== PARTES DO EXERCÍCIO ==
1. Responda às perguntas abaixo com base no trecho sobre a IA.
(a) Sobre quais assuntos a transversalidade da IA exige que as empresas façam escolhas difíceis?
(b) Que modelos mais ágeis são citados como exemplo?
(c) O que os líderes empresariais precisam ter?
2. Liste tudo o que, segundo o trecho sobre a IA, a mudança para modelos mais ágeis representa alterar nas empresas.
3. Reproduza fielmente o trecho sobre a IA desde "A transversalidade da" até "dividem o trabalho.", incluindo estas últimas palavras.

== TRECHO DO TEXTO ==
┄┄┄┄┄┄┄┄┄┄
A transversalidade da IA também exige que as empresas façam escolhas difíceis sobre governança, alocação de recursos e desenvolvimento de competências. Departamentos tradicionalmente isolados e organizados em silos (que já deveriam ter sido desfeitos há décadas) precisam ser capazes de trabalhar juntos de maneira mais coesa, enquanto os líderes empresariais precisam ter uma visão clara de como a IA pode ser aplicada de maneira integrada. Isso requer uma transformação profunda nas estruturas existentes, movendo-se para modelos mais ágeis, como estruturas matriciais ou em rede, que facilitam a colaboração entre diferentes áreas e a rápida adaptação às mudanças do mercado. Esse passo, em si, vem sendo desafiador às empresas ao longo das últimas décadas, pois representa mudar a forma como as empresas se organizam, como distribuem o poder, como pensam a hierarquia e como dividem o trabalho.
┄┄┄┄┄┄┄┄┄┄
== DADOS FORNECIDOS ==
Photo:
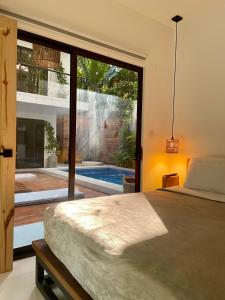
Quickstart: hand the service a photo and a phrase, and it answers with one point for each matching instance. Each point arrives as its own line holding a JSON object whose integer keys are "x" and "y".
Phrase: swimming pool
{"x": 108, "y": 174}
┄┄┄┄┄┄┄┄┄┄
== LISTA DE RESPOSTAS ==
1.
(a) Sobre governança, alocação de recursos e desenvolvimento de competências.
(b) Estruturas matriciais ou em rede.
(c) Uma visão clara de como a IA pode ser aplicada de maneira integrada.

2.
- A forma como as empresas se organizam
- Como distribuem o poder
- Como pensam a hierarquia
- Como dividem o trabalho

3.
A transversalidade da IA também exige que as empresas façam escolhas difíceis sobre governança, alocação de recursos e desenvolvimento de competências. Departamentos tradicionalmente isolados e organizados em silos (que já deveriam ter sido desfeitos há décadas) precisam ser capazes de trabalhar juntos de maneira mais coesa, enquanto os líderes empresariais precisam ter uma visão clara de como a IA pode ser aplicada de maneira integrada. Isso requer uma transformação profunda nas estruturas existentes, movendo-se para modelos mais ágeis, como estruturas matriciais ou em rede, que facilitam a colaboração entre diferentes áreas e a rápida adaptação às mudanças do mercado. Esse passo, em si, vem sendo desafiador às empresas ao longo das últimas décadas, pois representa mudar a forma como as empresas se organizam, como distribuem o poder, como pensam a hierarquia e como dividem o trabalho.